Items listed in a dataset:

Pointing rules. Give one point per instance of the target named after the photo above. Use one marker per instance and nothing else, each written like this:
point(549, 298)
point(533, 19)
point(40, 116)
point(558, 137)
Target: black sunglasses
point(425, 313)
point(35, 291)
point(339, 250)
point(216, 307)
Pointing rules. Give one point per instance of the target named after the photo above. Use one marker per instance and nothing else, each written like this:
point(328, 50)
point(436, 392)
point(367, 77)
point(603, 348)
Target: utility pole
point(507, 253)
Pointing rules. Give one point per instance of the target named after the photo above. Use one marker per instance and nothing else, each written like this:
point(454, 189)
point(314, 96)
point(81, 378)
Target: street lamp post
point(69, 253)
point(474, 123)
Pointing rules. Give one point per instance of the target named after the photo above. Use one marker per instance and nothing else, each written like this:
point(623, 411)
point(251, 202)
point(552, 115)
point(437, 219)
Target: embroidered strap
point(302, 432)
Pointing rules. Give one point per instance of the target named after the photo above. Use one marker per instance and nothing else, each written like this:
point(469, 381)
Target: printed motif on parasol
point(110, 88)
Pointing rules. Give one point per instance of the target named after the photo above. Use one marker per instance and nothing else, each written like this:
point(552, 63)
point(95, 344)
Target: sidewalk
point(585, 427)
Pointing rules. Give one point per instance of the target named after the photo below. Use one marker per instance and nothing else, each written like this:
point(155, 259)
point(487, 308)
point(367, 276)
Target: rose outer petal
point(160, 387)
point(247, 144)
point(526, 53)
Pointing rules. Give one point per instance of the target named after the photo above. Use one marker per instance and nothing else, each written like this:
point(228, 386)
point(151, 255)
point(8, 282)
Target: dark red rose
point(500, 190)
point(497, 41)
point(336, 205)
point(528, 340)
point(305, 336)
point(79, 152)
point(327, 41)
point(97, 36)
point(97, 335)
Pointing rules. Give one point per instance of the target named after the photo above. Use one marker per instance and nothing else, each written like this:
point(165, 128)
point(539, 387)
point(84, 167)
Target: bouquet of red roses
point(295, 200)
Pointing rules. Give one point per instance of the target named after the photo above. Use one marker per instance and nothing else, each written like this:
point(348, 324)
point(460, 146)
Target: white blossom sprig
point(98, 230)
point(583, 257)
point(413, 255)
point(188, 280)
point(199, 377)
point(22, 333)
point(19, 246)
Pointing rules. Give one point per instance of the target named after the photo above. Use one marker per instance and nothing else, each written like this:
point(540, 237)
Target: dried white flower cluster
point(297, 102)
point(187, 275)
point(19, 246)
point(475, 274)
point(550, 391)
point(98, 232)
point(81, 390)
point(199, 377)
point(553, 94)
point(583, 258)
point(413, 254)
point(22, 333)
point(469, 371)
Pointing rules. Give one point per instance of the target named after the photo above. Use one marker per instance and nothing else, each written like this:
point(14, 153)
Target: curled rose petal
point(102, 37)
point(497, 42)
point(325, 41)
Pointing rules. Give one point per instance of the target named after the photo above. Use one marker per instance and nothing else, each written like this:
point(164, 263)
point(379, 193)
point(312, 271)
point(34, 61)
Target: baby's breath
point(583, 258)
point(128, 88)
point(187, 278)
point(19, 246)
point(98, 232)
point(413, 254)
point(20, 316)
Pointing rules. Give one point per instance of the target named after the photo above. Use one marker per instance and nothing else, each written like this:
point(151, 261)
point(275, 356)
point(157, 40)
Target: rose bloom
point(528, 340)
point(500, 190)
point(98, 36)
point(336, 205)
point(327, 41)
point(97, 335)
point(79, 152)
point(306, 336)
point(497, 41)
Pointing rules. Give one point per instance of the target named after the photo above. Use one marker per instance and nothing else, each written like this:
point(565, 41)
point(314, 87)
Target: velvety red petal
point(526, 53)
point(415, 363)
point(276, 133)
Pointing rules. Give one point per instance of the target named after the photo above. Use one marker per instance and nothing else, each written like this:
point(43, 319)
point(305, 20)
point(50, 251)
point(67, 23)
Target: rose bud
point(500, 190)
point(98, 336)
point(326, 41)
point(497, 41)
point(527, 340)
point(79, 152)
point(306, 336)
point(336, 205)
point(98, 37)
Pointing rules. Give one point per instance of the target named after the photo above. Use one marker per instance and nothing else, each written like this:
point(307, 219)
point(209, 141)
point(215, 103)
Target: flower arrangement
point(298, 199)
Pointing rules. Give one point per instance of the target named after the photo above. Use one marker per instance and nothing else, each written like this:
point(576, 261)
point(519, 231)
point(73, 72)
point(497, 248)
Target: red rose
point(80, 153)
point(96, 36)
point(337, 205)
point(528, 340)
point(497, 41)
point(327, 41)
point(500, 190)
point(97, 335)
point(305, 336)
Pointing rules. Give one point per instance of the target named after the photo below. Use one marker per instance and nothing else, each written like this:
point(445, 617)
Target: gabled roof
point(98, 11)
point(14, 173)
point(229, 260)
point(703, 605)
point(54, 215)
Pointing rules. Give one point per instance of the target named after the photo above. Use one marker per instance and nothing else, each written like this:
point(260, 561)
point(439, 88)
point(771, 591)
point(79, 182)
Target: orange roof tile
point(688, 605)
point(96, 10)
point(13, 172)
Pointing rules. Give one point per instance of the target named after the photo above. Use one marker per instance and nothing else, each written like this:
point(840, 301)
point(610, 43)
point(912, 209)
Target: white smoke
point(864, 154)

Given instruction: Rename "Pointing rules" to "Pointing instructions" everywhere in the records above, and write all of them out again with nothing else changed.

Task answer:
Pointing instructions. Give one point per instance of the target named after the photo above. Use one marker per instance and nothing else, each written like this:
point(549, 298)
point(533, 19)
point(40, 116)
point(558, 137)
Target: black sunglasses
point(425, 313)
point(35, 291)
point(339, 250)
point(216, 307)
Pointing instructions. Give one point per instance of the target named after the photo above. Use one marker per instance and nothing else, each written like this:
point(328, 50)
point(436, 392)
point(367, 77)
point(603, 348)
Target: utility pole
point(507, 253)
Pointing instructions. Give one point per instance of the target named after the photo above. Use one marker per instance and nothing else, each written like this:
point(454, 189)
point(314, 96)
point(81, 378)
Target: street lamp post
point(69, 253)
point(474, 123)
Pointing instructions. Give one point per instance of the target named after the photo above. Use one marker per instance and nothing else, each written like this:
point(623, 411)
point(251, 202)
point(552, 115)
point(437, 219)
Target: embroidered strap
point(302, 432)
Pointing instructions. Give one point per instance of the target named after the photo above. Use one marker per instance and nothing else, each written like this:
point(469, 381)
Target: printed motif on parasol
point(110, 88)
Pointing instructions. Give one point per instance of the target named after the photo above. Use one marker per instance and nothing else, each written like this:
point(552, 63)
point(95, 344)
Target: sidewalk
point(585, 427)
Pointing instructions. Give one point per instance of the target named after the photo below. Use one marker per instance and nothing else, each written like this:
point(155, 259)
point(487, 308)
point(367, 276)
Target: rose outer petal
point(160, 387)
point(247, 144)
point(526, 53)
Pointing instructions. Give one point per instance of the target named after the photo above. Use one marker per instance and nothing else, each written like this:
point(228, 386)
point(151, 255)
point(8, 282)
Target: dark red rose
point(500, 190)
point(497, 41)
point(336, 205)
point(528, 340)
point(305, 336)
point(79, 152)
point(327, 41)
point(97, 36)
point(97, 335)
Pointing instructions. Give one point per instance of the target named after the photo above. Use one marker per instance and nothing else, each written like this:
point(165, 128)
point(539, 387)
point(84, 167)
Target: bouquet of red roses
point(295, 200)
Pointing instructions. Give one point per instance of the target named after the photo above. Use one marker per instance and nothing else, each written like this:
point(348, 324)
point(460, 146)
Target: white blossom sprig
point(98, 230)
point(583, 257)
point(413, 255)
point(188, 280)
point(199, 377)
point(22, 333)
point(19, 246)
Pointing instructions. Give one point per instance of the target named after the photo above. Use one marker per instance and nothing else, each written like this:
point(540, 237)
Target: dried white flower cluster
point(297, 102)
point(187, 275)
point(19, 246)
point(475, 274)
point(550, 391)
point(98, 232)
point(81, 390)
point(199, 377)
point(553, 94)
point(583, 258)
point(413, 254)
point(22, 333)
point(469, 371)
Pointing instructions. Give one point per instance of the target named after the photo above. Use one marker per instance and nothing else, each written like this:
point(14, 153)
Target: curled rose petal
point(102, 37)
point(497, 42)
point(325, 41)
Pointing instructions. Give one point per instance of the target named after the photo above. Use one marker per instance and nothing else, each written like this:
point(164, 263)
point(379, 193)
point(312, 271)
point(34, 61)
Target: baby's breath
point(583, 258)
point(128, 88)
point(187, 278)
point(19, 246)
point(98, 232)
point(413, 254)
point(20, 316)
Pointing instructions. Give one point per instance of the target named after the photo above. Use one marker per instance and nothing else, each written like this:
point(151, 261)
point(275, 356)
point(157, 40)
Target: rose bloom
point(528, 340)
point(500, 190)
point(98, 36)
point(336, 205)
point(327, 41)
point(97, 335)
point(79, 152)
point(306, 336)
point(497, 41)
Pointing instructions. Give one point per instance of the target named after the photo above. Use one marker per instance and nothing else, each written like this:
point(565, 41)
point(314, 87)
Target: velvety red petal
point(526, 53)
point(415, 363)
point(276, 133)
Pointing instructions. Give one point per instance of the target named after the photo above. Use one marker per instance and nothing else, each written like this:
point(43, 319)
point(305, 20)
point(50, 251)
point(67, 23)
Target: rose bud
point(500, 190)
point(98, 336)
point(326, 41)
point(497, 41)
point(527, 340)
point(79, 152)
point(306, 336)
point(336, 205)
point(98, 37)
Pointing instructions. Give one point per instance of the target named after the photo above. Use one marker per instance and nothing else, each written like this:
point(307, 219)
point(209, 141)
point(215, 103)
Target: flower arrangement
point(298, 199)
Pointing instructions. Give one point per instance of the target named after the photo above. Use one marker per instance and nothing else, each written like this:
point(576, 261)
point(519, 231)
point(73, 72)
point(497, 248)
Target: red rose
point(80, 153)
point(96, 36)
point(337, 205)
point(528, 340)
point(497, 41)
point(327, 41)
point(500, 190)
point(97, 335)
point(305, 336)
Pointing instructions. Give one point per instance of the target named after the photo below. Use one marker per instance and nothing else, each written like this:
point(445, 617)
Target: gabled roof
point(98, 11)
point(14, 173)
point(229, 260)
point(703, 605)
point(54, 215)
Pointing instructions. Give one point per instance of the target named after the photo above. Use one marker per instance and nothing else, each written like this:
point(260, 561)
point(439, 88)
point(771, 591)
point(79, 182)
Target: orange roof tile
point(688, 605)
point(96, 10)
point(13, 172)
Pointing instructions. Give one point per instance of the target named after the photo above. Use one marker per instance and nothing else, each written like this:
point(840, 301)
point(610, 43)
point(912, 209)
Target: white smoke
point(864, 154)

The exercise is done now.